• **Stated task**: Locate every line in the data below that contains the word "tire", and copy each of those lines.

• **Supplied data**:
-*-*-

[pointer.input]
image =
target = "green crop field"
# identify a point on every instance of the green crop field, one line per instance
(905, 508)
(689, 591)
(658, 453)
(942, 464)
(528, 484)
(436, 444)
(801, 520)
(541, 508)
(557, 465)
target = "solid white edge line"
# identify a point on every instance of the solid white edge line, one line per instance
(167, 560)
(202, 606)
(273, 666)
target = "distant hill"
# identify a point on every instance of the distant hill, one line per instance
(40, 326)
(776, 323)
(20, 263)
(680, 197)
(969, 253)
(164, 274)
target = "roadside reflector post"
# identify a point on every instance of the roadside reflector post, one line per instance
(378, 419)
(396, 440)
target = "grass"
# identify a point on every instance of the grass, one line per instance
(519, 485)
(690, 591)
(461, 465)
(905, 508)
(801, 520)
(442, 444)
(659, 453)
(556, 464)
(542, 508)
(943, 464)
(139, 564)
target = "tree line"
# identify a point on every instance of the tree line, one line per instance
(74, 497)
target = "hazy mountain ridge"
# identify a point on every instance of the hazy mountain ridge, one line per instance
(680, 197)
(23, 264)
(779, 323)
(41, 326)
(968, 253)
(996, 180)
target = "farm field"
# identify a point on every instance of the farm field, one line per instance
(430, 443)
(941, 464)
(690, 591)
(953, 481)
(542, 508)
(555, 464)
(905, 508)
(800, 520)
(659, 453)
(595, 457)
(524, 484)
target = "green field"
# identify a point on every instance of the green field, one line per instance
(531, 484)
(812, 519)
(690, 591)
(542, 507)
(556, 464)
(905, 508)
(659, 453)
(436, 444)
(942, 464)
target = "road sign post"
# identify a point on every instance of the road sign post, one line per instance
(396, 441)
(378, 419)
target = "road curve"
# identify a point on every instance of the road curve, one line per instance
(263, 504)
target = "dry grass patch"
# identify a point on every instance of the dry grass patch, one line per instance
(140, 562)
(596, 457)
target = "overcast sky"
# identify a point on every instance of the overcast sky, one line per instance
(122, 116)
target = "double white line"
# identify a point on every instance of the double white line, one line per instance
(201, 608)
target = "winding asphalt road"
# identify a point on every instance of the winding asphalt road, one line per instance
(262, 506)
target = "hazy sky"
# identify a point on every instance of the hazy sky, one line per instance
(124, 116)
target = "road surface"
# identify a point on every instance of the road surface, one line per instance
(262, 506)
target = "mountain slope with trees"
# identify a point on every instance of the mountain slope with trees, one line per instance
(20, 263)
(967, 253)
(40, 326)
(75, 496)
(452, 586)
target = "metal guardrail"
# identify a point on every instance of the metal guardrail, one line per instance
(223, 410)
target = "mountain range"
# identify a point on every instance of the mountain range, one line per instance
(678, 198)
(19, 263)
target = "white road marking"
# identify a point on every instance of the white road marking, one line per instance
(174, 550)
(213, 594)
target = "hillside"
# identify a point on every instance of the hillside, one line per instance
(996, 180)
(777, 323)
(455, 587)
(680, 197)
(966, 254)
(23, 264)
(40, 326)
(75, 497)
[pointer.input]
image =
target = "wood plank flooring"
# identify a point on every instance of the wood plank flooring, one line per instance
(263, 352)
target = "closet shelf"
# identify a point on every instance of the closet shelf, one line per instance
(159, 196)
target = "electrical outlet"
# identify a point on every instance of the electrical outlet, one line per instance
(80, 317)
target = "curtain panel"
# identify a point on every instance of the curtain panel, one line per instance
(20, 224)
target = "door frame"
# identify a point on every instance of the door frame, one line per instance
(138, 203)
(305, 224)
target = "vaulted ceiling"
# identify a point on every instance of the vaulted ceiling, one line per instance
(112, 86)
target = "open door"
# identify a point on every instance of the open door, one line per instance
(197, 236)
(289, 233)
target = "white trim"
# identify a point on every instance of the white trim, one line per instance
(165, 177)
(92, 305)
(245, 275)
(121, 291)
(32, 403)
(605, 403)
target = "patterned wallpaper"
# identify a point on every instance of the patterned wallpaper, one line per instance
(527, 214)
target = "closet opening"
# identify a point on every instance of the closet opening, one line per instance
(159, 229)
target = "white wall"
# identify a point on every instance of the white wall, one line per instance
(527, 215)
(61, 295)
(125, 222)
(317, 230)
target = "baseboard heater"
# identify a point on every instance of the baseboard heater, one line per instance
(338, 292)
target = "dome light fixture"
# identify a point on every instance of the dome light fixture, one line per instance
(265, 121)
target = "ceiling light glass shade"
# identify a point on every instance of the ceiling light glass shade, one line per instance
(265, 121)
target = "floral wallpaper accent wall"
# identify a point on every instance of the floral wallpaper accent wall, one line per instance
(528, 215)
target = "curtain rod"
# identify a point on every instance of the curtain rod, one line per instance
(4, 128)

-*-*-

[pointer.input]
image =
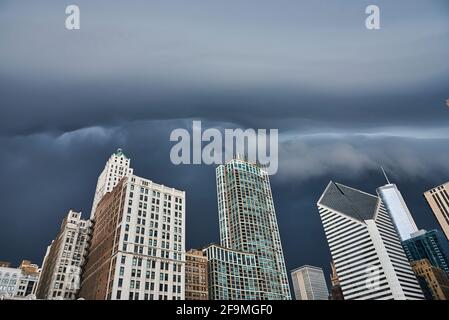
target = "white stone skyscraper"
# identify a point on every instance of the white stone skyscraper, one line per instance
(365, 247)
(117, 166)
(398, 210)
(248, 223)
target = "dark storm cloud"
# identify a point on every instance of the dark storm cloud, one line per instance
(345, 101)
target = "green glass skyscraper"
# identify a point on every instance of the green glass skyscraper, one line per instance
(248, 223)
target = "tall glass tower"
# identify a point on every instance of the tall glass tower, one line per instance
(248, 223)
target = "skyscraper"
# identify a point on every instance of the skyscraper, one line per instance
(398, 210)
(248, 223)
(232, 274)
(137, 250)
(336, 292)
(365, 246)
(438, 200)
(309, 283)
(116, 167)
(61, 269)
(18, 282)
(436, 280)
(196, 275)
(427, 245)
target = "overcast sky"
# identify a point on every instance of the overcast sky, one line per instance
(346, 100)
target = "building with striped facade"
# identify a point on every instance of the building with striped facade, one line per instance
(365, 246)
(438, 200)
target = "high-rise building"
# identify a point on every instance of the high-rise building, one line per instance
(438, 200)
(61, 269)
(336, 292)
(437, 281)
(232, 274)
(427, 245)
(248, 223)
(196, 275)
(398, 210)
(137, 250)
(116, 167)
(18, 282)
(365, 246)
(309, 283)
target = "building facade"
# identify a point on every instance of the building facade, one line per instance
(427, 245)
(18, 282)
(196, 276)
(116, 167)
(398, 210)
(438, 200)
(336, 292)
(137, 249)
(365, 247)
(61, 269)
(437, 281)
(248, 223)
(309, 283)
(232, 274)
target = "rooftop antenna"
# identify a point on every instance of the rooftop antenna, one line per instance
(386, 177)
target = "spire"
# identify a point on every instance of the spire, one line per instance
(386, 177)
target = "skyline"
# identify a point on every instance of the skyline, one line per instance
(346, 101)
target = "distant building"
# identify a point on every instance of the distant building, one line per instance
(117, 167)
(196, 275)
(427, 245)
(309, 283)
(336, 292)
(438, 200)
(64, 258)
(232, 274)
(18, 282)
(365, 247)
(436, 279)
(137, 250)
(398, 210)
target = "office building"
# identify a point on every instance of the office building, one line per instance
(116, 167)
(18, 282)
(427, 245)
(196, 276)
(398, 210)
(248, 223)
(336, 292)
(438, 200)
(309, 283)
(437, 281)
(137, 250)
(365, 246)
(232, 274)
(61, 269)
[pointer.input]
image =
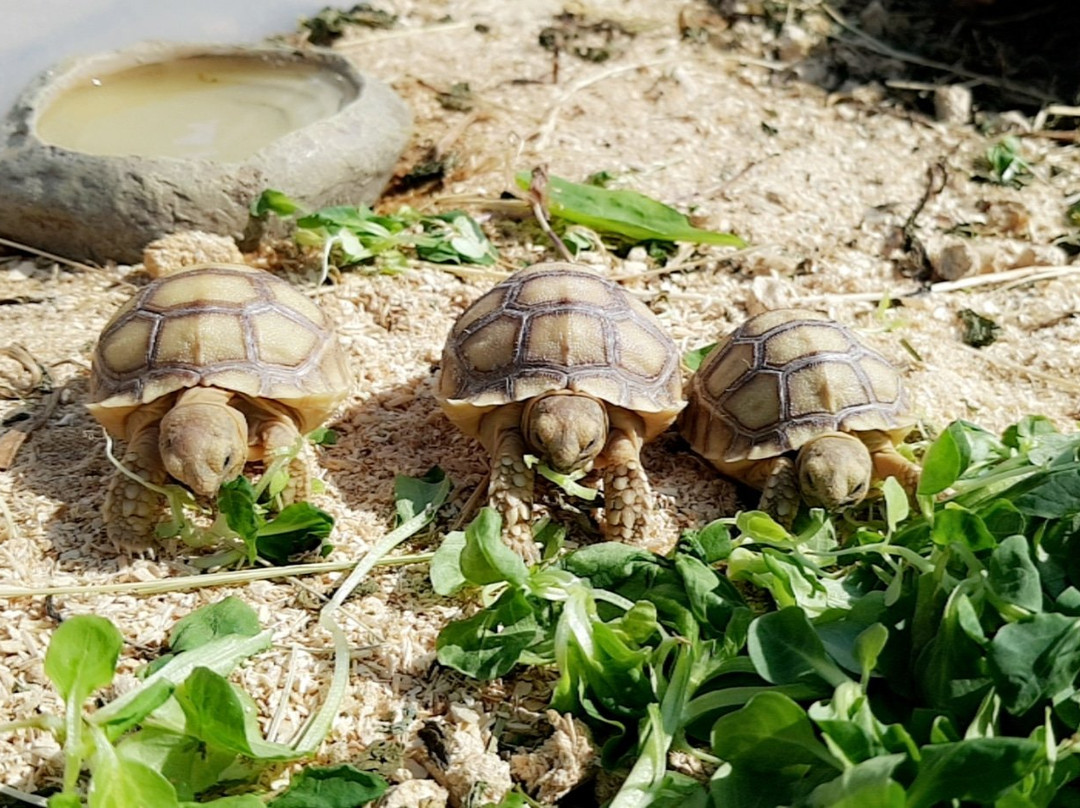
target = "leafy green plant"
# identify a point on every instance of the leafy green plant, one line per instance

-*-*-

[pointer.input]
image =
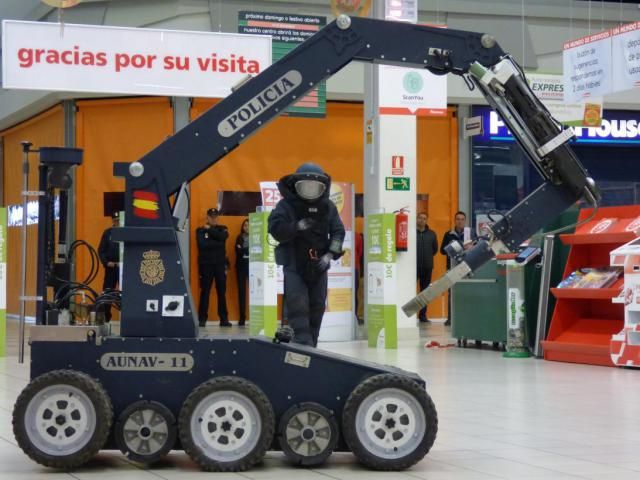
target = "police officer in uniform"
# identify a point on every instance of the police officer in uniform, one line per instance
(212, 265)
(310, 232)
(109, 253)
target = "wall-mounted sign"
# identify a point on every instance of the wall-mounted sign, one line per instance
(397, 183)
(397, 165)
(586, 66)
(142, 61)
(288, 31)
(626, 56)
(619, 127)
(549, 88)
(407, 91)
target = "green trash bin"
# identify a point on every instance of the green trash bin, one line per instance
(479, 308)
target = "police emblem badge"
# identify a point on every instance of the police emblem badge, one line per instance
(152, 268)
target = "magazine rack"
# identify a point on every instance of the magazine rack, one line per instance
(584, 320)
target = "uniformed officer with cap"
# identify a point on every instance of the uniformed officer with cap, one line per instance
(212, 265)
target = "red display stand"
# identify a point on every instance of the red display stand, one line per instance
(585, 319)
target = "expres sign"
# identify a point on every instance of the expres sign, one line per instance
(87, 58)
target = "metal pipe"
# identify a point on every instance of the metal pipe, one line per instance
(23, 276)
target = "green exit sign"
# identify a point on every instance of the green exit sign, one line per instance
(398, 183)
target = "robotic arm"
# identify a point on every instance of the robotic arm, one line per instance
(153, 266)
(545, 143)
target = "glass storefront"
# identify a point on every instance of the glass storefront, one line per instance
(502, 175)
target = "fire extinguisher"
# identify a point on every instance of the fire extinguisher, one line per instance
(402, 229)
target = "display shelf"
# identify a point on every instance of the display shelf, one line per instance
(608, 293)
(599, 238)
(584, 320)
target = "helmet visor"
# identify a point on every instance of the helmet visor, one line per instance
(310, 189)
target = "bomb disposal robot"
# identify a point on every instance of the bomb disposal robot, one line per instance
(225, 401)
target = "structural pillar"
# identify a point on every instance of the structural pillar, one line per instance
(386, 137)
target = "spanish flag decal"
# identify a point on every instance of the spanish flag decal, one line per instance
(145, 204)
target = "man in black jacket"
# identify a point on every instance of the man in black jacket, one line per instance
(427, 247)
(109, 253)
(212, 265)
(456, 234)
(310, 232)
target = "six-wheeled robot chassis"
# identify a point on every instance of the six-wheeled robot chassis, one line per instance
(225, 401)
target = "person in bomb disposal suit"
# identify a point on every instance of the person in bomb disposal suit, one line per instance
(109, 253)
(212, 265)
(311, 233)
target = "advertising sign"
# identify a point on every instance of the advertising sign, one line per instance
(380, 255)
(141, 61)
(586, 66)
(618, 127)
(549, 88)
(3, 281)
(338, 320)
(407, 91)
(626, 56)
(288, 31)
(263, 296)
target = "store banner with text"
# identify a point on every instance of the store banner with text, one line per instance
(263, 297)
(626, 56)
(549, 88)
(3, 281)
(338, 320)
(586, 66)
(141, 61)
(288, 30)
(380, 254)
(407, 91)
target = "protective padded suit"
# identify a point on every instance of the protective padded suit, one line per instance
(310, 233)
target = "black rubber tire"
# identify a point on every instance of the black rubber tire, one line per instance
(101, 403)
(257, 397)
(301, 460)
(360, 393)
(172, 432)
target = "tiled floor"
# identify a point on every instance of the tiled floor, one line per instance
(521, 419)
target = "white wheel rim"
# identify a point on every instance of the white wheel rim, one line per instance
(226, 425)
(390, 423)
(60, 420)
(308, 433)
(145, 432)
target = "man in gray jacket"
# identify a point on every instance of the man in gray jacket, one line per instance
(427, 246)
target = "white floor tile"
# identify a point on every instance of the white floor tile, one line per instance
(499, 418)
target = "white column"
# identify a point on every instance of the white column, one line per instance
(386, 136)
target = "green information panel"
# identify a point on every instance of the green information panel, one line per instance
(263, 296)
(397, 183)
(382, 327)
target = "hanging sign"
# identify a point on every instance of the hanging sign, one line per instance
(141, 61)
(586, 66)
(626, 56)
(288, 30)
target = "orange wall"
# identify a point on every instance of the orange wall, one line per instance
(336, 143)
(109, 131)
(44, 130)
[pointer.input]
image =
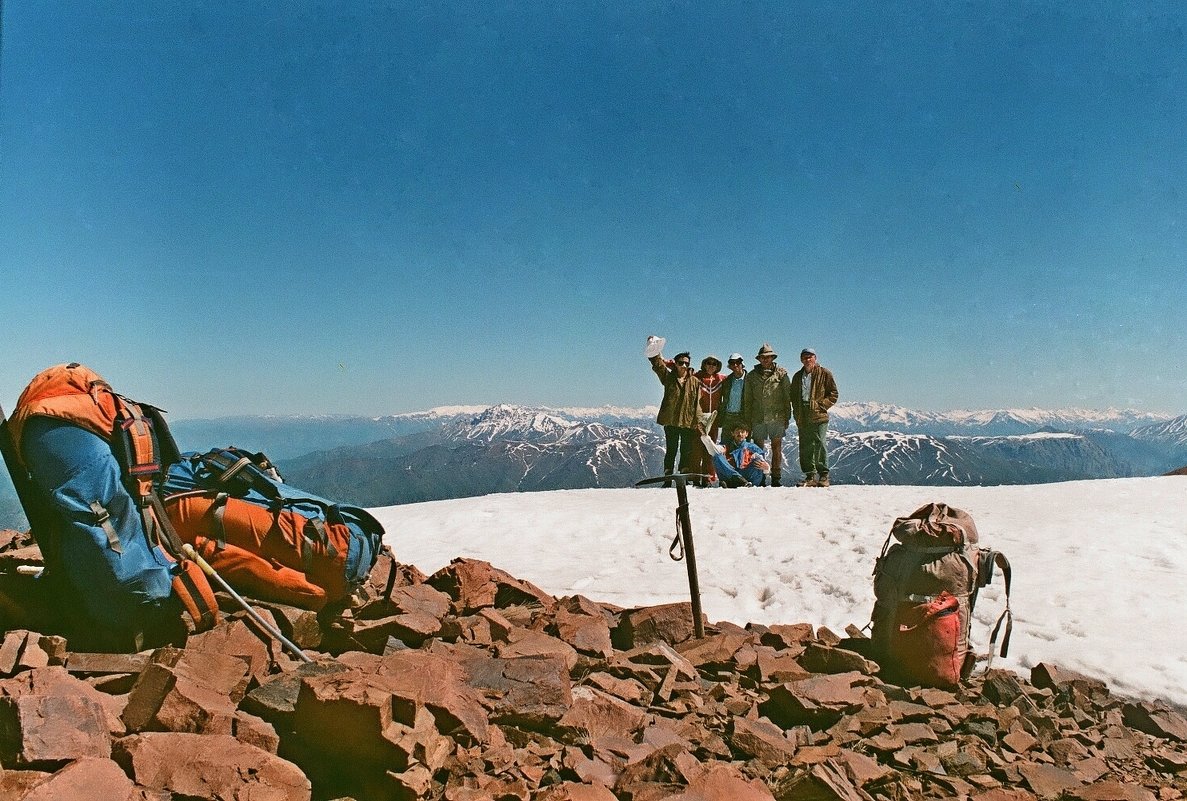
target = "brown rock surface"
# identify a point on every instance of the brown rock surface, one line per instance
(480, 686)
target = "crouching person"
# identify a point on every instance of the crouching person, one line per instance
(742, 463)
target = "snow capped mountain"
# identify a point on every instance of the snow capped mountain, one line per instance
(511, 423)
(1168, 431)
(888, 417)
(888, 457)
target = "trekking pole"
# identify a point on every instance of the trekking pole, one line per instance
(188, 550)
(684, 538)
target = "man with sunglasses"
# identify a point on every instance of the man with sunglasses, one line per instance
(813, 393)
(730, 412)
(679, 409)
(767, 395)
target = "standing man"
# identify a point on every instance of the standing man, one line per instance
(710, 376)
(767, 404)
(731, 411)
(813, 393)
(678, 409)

-*-*-

• **Answer for this exercise**:
target = "black rubber tire"
# identify a point on every instance of the black rubber tire, one line per instance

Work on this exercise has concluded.